## [Instructions for the task]
Reproduce everything in the typography assignment from "1. Type up and" down to "with your submission.".

## [Extract to read]
Typography — all of it — has symbolic value, a symbolic power. Most type is meant to be read, however; it is a medium, mediating communication for and to us. Type that screams, “Look at me! Look at me!” rarely is a good type choice. Readers should rarely even notice the type, like referees or umpires, instead interacting immediately with the message the type is carrying or delivering.
So, for Monday, 10 Visual Rhetoric students will do one of two typography mini-projects, five each. Half of the class in each section will imagine themselves a part of one of the following two scenarios:
1. You are running for election for president/emperor/empress/czar of BerryLand, a fictitious wonderland of 28,000 (really noisy) acres in NW Georgia. Develop or choose a typography you will use in your campaign, just as Obama chose Gotham, a type designed by Hoefler & Frere-Jones.
1. Type up and submit a paragraph explaining why you chose what you did, and how it symbolizes or communicates your values or qualities as a candidate. Think of key words, like “trust,” “transparency,” “stability” or “change.” Spend some time thinking about what qualities you would want associated with your campaign. Spend some time researching type sets. Include a sample of your type choice with your submission.

## [Extracted material]
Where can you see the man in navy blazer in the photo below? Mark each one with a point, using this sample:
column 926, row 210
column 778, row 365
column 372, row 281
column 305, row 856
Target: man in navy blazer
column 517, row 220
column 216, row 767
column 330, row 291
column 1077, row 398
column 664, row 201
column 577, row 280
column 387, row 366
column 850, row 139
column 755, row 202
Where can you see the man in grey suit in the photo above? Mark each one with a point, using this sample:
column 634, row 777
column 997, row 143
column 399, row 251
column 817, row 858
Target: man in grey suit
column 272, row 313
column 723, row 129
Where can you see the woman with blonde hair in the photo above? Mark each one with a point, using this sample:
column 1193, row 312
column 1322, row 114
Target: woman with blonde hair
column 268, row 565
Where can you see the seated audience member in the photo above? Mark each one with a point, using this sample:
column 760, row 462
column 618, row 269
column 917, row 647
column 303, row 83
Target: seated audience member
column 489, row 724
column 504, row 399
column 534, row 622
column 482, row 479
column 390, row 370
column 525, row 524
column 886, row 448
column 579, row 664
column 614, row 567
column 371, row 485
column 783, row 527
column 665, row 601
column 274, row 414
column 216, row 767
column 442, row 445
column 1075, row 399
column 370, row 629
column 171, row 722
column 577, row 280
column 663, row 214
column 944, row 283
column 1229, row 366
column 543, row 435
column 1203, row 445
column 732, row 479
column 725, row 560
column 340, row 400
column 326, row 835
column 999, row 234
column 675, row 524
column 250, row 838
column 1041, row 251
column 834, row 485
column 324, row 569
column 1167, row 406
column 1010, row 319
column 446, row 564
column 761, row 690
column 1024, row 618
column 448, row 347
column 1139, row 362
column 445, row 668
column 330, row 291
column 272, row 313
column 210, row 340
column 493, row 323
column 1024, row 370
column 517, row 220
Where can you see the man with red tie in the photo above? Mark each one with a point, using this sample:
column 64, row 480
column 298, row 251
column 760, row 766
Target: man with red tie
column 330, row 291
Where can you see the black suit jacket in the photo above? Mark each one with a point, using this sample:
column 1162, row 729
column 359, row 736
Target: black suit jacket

## [Expected output]
1. Type up and submit a paragraph explaining why you chose what you did, and how it symbolizes or communicates your values or qualities as a candidate. Think of key words, like “trust,” “transparency,” “stability” or “change.” Spend some time thinking about what qualities you would want associated with your campaign. Spend some time researching type sets. Include a sample of your type choice with your submission.